> [Written problem]: Copy the records word for word, starting at the line that contains "Each instance of the grass" and ending at the last line of the records, and leave out the pictures.

****************************************

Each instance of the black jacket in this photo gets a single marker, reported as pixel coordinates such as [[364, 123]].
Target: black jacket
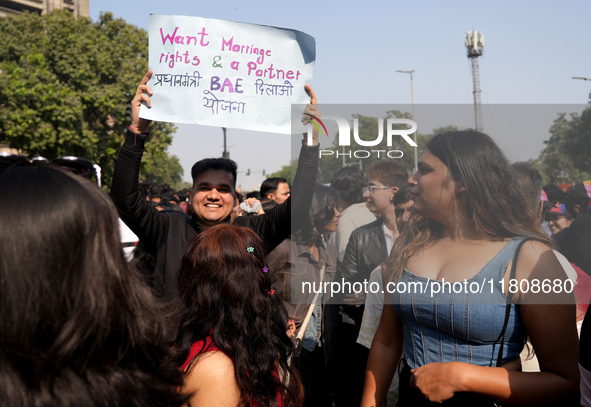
[[365, 251], [166, 235]]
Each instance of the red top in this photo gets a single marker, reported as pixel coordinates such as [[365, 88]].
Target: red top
[[201, 347]]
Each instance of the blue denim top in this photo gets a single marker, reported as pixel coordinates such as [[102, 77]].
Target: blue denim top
[[464, 325]]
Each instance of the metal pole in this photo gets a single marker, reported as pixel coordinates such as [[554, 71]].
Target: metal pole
[[412, 89], [225, 154]]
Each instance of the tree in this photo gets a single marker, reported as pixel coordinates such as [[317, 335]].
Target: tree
[[568, 148], [65, 84]]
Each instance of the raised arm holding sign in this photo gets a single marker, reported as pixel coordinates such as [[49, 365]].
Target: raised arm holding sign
[[167, 234]]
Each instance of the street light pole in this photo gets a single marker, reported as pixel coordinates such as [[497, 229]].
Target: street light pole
[[225, 154], [412, 89]]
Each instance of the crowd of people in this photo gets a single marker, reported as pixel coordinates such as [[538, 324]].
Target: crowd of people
[[213, 310]]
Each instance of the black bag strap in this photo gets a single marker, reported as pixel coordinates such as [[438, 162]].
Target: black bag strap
[[509, 301]]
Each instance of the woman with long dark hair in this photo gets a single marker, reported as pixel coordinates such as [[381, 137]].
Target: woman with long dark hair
[[232, 340], [77, 326], [459, 343]]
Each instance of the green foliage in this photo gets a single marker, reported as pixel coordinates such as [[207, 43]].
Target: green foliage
[[65, 84], [568, 148]]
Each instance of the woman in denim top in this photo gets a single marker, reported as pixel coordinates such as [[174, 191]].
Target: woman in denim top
[[469, 217]]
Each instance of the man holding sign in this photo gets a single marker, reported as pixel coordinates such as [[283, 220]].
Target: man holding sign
[[167, 234]]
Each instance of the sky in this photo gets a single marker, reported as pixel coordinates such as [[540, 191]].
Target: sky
[[532, 50]]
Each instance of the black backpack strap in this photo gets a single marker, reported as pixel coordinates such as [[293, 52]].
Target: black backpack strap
[[509, 301]]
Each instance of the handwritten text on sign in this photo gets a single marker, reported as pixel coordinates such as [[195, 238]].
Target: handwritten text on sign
[[227, 74]]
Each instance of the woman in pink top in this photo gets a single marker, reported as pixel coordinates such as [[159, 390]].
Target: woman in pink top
[[232, 340]]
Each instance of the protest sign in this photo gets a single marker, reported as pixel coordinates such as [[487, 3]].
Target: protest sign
[[227, 74]]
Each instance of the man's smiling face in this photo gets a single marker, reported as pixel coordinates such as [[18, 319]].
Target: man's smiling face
[[213, 196]]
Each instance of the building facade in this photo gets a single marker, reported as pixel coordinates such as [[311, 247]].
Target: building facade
[[77, 7]]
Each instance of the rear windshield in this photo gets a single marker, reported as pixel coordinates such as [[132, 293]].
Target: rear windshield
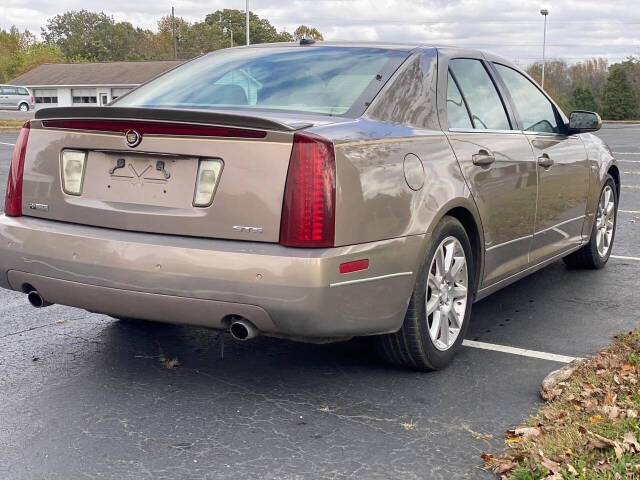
[[328, 80]]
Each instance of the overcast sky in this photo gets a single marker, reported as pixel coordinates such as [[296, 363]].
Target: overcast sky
[[576, 29]]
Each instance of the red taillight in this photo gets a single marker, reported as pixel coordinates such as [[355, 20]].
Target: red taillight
[[13, 198], [308, 208]]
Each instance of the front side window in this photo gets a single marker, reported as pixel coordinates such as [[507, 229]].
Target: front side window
[[487, 110], [329, 80], [457, 113], [535, 110]]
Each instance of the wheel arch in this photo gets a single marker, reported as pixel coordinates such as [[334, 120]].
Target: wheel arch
[[615, 173], [465, 212]]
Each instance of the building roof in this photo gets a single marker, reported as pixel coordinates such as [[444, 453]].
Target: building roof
[[100, 73]]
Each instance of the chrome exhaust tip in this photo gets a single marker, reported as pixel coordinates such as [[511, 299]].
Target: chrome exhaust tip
[[242, 329], [36, 300]]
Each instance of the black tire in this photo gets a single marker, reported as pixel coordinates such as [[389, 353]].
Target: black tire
[[588, 257], [411, 346]]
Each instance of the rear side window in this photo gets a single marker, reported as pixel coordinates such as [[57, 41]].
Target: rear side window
[[535, 110], [457, 113], [487, 110], [329, 80]]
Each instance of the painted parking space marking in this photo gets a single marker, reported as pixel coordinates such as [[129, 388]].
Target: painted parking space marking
[[622, 257], [519, 351]]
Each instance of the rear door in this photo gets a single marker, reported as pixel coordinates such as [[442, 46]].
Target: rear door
[[12, 97], [496, 160], [562, 167], [4, 97]]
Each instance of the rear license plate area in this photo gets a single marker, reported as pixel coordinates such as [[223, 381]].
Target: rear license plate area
[[146, 179]]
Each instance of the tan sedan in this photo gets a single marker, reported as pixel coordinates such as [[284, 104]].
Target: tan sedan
[[314, 192]]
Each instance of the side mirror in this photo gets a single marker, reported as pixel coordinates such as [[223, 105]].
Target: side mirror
[[581, 121]]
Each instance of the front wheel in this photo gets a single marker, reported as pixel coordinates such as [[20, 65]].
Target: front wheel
[[596, 252], [440, 306]]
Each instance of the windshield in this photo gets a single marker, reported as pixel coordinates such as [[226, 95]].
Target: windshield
[[328, 80]]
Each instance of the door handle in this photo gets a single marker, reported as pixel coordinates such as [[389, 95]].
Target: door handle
[[483, 158], [545, 161]]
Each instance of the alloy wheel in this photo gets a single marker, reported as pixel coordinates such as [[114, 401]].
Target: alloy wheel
[[447, 290], [605, 221]]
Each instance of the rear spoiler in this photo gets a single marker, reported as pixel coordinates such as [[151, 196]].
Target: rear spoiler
[[202, 117]]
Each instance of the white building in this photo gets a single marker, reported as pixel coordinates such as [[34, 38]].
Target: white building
[[90, 84]]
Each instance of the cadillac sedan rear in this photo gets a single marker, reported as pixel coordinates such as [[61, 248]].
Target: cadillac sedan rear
[[210, 196]]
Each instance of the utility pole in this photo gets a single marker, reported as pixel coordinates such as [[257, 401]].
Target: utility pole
[[544, 12], [247, 21], [173, 33]]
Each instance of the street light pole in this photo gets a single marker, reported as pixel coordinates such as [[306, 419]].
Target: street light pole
[[247, 21], [544, 12]]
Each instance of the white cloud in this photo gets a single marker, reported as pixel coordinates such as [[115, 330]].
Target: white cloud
[[577, 29]]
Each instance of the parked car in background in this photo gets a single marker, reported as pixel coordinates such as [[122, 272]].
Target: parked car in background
[[16, 98], [315, 192]]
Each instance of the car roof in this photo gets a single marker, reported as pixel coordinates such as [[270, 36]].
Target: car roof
[[400, 46]]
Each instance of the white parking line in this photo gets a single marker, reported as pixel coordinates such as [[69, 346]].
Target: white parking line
[[622, 257], [519, 351]]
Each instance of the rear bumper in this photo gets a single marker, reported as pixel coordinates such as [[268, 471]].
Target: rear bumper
[[283, 291]]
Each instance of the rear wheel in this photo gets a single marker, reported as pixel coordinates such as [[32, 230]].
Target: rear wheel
[[596, 252], [440, 306]]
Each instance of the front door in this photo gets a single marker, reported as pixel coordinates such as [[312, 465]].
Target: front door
[[562, 168], [497, 162]]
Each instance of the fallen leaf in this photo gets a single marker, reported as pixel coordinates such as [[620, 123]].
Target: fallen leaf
[[504, 468], [487, 457], [630, 442], [527, 431], [550, 465], [409, 426], [610, 398]]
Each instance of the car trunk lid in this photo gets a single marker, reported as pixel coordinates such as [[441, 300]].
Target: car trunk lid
[[152, 186]]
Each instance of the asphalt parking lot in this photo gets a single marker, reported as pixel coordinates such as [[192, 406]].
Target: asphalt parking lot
[[85, 396]]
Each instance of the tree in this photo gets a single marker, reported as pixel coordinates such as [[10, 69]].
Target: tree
[[591, 74], [583, 99], [310, 33], [92, 36], [619, 101], [260, 29]]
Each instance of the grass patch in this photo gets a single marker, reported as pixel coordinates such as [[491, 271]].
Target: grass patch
[[589, 427]]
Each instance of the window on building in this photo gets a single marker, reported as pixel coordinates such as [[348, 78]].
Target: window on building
[[116, 92], [87, 99], [45, 96], [84, 95]]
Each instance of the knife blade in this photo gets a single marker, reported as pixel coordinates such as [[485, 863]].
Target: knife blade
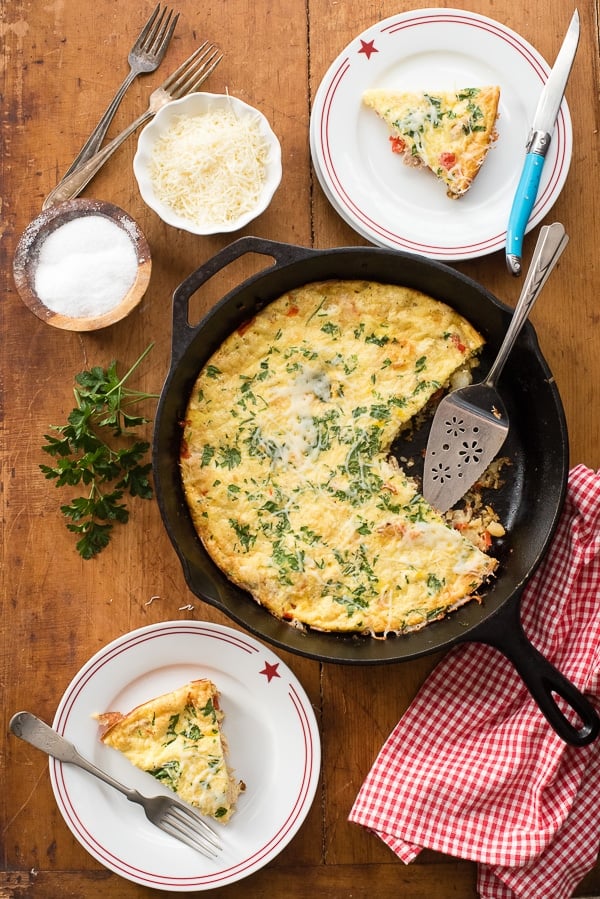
[[537, 145]]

****************************************

> [Solution below]:
Each instance of the grass patch in this photo gets a single marker, reported as pixel coordinates such as [[491, 271]].
Target: grass patch
[[589, 427]]
Each instance of the window on building in this photo gets a single marker, reported as pixel coordinates such as [[348, 78]].
Target: window on building
[[116, 92], [87, 99], [45, 96], [84, 95]]
Each instance of the knife blade in this photo gets a single marker, reported as pixel coordinates such as [[485, 863]].
Target: knife blade
[[537, 145]]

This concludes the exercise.